ENTRIES PROVIDED:
--- START ---

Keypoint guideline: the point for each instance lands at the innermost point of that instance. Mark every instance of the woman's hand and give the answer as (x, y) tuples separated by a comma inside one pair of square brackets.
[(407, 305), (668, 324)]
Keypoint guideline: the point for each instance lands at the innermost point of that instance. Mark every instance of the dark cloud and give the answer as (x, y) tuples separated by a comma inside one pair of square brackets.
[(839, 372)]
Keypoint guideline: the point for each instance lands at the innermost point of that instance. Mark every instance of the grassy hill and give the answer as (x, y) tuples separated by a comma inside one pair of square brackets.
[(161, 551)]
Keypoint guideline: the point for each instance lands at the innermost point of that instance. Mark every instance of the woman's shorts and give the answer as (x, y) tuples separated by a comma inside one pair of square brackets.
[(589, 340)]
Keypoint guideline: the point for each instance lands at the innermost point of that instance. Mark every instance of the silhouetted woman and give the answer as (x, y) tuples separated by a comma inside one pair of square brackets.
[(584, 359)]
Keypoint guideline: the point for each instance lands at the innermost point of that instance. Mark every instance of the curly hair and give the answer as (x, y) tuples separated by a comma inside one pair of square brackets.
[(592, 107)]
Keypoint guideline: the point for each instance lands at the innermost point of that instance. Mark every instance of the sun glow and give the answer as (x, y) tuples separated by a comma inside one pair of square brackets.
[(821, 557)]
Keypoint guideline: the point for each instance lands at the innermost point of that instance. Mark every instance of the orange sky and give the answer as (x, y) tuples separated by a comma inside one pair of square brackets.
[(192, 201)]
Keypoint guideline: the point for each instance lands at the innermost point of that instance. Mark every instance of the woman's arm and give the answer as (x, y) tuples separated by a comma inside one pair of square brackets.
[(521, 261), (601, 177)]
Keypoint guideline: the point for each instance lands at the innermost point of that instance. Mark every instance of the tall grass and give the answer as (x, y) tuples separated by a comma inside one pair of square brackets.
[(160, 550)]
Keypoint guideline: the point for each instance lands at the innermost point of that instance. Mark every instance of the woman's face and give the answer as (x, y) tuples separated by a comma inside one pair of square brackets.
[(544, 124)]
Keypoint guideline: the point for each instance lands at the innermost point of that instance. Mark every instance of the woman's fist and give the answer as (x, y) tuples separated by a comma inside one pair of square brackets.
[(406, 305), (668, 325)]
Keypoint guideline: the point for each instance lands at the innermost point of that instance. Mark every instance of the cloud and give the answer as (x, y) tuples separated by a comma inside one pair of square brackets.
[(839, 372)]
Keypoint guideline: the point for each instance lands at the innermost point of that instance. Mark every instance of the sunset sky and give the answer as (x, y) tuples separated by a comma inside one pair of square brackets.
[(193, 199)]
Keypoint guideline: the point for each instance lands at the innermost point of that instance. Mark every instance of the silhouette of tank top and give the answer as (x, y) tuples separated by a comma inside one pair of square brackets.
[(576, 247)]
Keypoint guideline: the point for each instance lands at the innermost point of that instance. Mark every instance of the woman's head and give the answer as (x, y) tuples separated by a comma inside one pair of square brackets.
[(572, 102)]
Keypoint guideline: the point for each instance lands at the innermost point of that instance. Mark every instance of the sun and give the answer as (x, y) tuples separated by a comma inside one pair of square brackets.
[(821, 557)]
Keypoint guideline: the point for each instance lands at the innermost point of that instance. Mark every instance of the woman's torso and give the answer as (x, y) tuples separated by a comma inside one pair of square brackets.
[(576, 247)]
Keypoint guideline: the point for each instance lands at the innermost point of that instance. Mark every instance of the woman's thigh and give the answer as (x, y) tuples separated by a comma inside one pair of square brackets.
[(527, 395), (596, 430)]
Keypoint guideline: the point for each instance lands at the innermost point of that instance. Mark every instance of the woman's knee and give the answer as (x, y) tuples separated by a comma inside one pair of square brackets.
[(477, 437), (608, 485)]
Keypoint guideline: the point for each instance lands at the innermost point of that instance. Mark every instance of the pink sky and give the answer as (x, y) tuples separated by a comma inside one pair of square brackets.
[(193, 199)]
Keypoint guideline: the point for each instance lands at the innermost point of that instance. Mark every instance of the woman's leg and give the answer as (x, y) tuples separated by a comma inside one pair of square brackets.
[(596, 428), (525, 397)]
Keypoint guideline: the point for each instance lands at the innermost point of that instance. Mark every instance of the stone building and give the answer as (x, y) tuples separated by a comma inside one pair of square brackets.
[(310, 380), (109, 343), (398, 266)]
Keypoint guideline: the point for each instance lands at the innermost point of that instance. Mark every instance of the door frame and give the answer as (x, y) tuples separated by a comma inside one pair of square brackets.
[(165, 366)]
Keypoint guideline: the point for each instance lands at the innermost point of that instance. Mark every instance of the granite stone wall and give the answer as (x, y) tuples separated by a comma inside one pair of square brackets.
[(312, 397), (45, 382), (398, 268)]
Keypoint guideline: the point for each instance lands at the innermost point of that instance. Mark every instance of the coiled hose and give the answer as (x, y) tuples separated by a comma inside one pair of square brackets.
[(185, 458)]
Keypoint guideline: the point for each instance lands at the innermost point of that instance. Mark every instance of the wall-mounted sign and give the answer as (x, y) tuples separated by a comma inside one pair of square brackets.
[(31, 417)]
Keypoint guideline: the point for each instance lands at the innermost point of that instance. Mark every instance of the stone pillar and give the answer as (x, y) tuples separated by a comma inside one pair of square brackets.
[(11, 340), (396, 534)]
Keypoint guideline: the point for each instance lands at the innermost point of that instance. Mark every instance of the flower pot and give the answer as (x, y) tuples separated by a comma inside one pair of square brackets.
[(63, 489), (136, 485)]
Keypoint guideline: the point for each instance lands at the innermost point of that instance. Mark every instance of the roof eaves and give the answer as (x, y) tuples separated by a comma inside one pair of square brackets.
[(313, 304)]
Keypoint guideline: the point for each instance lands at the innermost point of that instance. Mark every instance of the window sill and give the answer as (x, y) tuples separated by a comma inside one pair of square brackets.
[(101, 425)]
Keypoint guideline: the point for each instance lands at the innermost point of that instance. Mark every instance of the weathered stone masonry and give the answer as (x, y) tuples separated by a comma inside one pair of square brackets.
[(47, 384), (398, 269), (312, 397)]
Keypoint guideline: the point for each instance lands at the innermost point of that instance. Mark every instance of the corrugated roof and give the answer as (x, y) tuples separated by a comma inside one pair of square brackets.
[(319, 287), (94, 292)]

--- END ---

Quote the data above in full, changing nothing.

TASK RESPONSE:
Keypoint guideline: the point for each instance lands at the innermost point of that instance. Mark every instance of the woman's hand and give the answer as (x, y) tuples separated by a comma inside one pair of square brackets.
[(407, 305), (668, 324)]
Keypoint guideline: the point for each instance lands at the innermost point of that instance. Mark every instance of the dark cloud and give the answer as (x, y) tuples separated by a comma inside one pair of square brackets.
[(839, 372)]
Keypoint guideline: the point for each instance lands at the innermost point of that instance. Mark every instance of the grassy hill and give the answer as (x, y) tuples separated by a comma inside one pair of square brackets.
[(161, 551)]
Keypoint guideline: the point for each instance lands at the innermost point of that instance. Mark every instance of the woman's shorts and give the answer as (x, y) tuples separated by a comma inside one pair of square brackets.
[(589, 340)]
Keypoint guideline: the point for each instance lands at the innermost point of that instance. Mark every instance of the silhouetted woman and give the answer as (x, y) tuples separated by a comma inside one pair of square brackets.
[(584, 359)]
Keypoint guideline: the point for each instance lands at the innermost point of that instance. Mark every instance of the curly hair and give the answer as (x, y) tuples separated by a comma inside one pair of square brackets.
[(592, 107)]
Keypoint guideline: the point for each instance lands at the innermost point of that instance. Mark every instance of the sun glow and give the answer as (x, y) tuples separated by a comma inside one pair of square brackets.
[(821, 557)]
Keypoint guideline: the point for each instance lands at the innermost point of that instance. Mark every instance of the orange sky and give the answer as (x, y) tuples separated by a comma inside one pair of square brackets.
[(192, 201)]
Keypoint guideline: the point for each instance lands at the innermost point of that instance. Mark every instance of the woman's arm and give the answer as (x, y) tuples separated by a comma inside one pair of square brackets.
[(521, 261), (601, 177)]
Keypoint guideline: the point for each instance lands at the innermost point of that instance. Mark every instance of the tall grass and give the answer as (x, y) tuples separated by a comma inside one pair of square brackets.
[(160, 550)]
Keypoint guideline: the point for each instance lands at the innermost point of that instance. Mark every instance of the woman's face and give the answer as (x, y) tuples separated by a comma inside one pair of square brackets.
[(544, 124)]
Keypoint guideline: the point for each instance lands at the innermost point of that instance. Mark every instance of the woman's fist and give the answer as (x, y) tuples separated by a comma inside one pair of square brackets.
[(406, 305), (668, 325)]
Keypoint guideline: the point for each instance lands at the innermost point of that instance. Mark every instance of the cloud and give the answer as (x, y) tuples separated by a comma inside one pair of square brackets.
[(839, 372)]
Keypoint guideline: the point for each instance lands at the innermost point of that instance. Mark every instance of the sunset sky and give the answer as (x, y) tuples separated by a comma inside one pair of square brackets.
[(193, 199)]
Keypoint guideline: the point for each instance lands at the innermost point of that instance. Mark every instance of the silhouette of tank top and give the answer as (x, y) tuples separated by a comma inside one pair of square brackets.
[(576, 247)]
Keypoint guideline: the point for each instance lands at the innermost point of that instance. Mark every instance of the woman's head and give the answer as (x, y) tuples separated by a comma inside one pair of square brackets.
[(572, 102)]
Keypoint guideline: the point for each instance lands at the innermost point of that instance. Mark every instance of the sun and give the answer as (x, y) tuples separated by a comma inside one pair of square brackets.
[(821, 557)]
Keypoint guideline: the point for each instance lands at the innermost point of that instance. Mark every instance of the woman's torso and give the answer as (x, y) tuples separated by a comma inside one pair of square brackets.
[(576, 247)]
Keypoint guideline: the point for each instance lands at the innermost point of that instance. Mark every instance of the woman's thigh and give the answer as (x, y) tuples separated by a comma inside one pair of square brackets.
[(527, 395), (596, 430)]
Keypoint guideline: the point for each instance lands at the innermost point of that instance. Mark every instance of the woman's knee and give the answer as (x, y) tuples separated by a comma inside one pair of square brackets.
[(477, 437), (608, 485)]
Keypoint guideline: the point for each instance lands at the innermost point of that instance. Mark every instance of the pink sky and give the answer as (x, y) tuples separated by a comma inside one pair of square brackets.
[(193, 199)]
Keypoint guideline: the point for each instance lands at the innermost point of that instance. Mark every instance of the woman's leg and give the answer as (x, y) tuples separated by a comma inside one pair of square brackets.
[(596, 428), (525, 397)]
Keypoint guideline: the point for each instance lands at the innermost point of that instance. Mark every instance of the stone building and give the answer as (x, y) tuples separated by a comma inside one pair of square brackets.
[(310, 380), (109, 343), (398, 266)]
Keypoint guideline: the point for each instance lands at the innermost point of that instance. Mark every instance of the door frame and give the answer as (x, y) tuples separated by a comma inside one pair of square brackets.
[(165, 366)]
Keypoint guideline: the point for each instance lands at the innermost point of that instance. Mark every instance of the granite stone wall and give the answer as (x, y) tuples separated by a comma inside one pair of square brackets.
[(312, 397), (45, 382), (398, 268)]
Keypoint guideline: the point for each instance lands at the innermost point of that instance. Mark every instance of the coiled hose and give the answer as (x, y) tuples separated by a comma inside one pair of square brackets.
[(185, 458)]
Keypoint guideline: the point for each instance lands at the innermost point of that instance. Mark every instance of the wall-mounted sign and give the answer as (x, y) tuples separated by a comma inside one pair of square brackets.
[(31, 417)]
Keypoint guideline: the point for each instance lands at the innermost point of that instance. Mark every instance of the stone pillar and give the answer as (x, y) tuples separated by a comma inside one pair of square brackets.
[(11, 340), (396, 534)]
Keypoint guideline: the point for each instance lands at the innermost point of that instance. Mark every instance of the flower pot and give the answer as (x, y) tuples separated by a comma inside one pair of square brackets.
[(63, 489), (136, 485)]
Keypoint guideline: the point for each instance lands at the innermost point of that instance. Mark every instance of the roof eaves and give the answer as (x, y) tuples separated by a comma inside one pair of square brackets.
[(313, 304)]
Keypoint guideline: the point for each instance lands at the innermost point of that instance. Mark every instance of the window sill and give the answer as (x, y) tuples separated by a comma inside one pair of square brackets.
[(101, 425)]
Keypoint guideline: the point for each instance lands at the innermost point of that instance. Mark every instance of the weathered stone masonry and give the answer as (x, y) tuples separated by a comma inside one pair of square brackets.
[(47, 384), (398, 269), (312, 397)]
Keypoint guideline: the point for each instance lands at the innermost point of that instance. Mark every instance of the corrugated roof and give the answer as (x, y) tuples separated by a comma inside one pair of square brackets.
[(319, 287), (94, 292)]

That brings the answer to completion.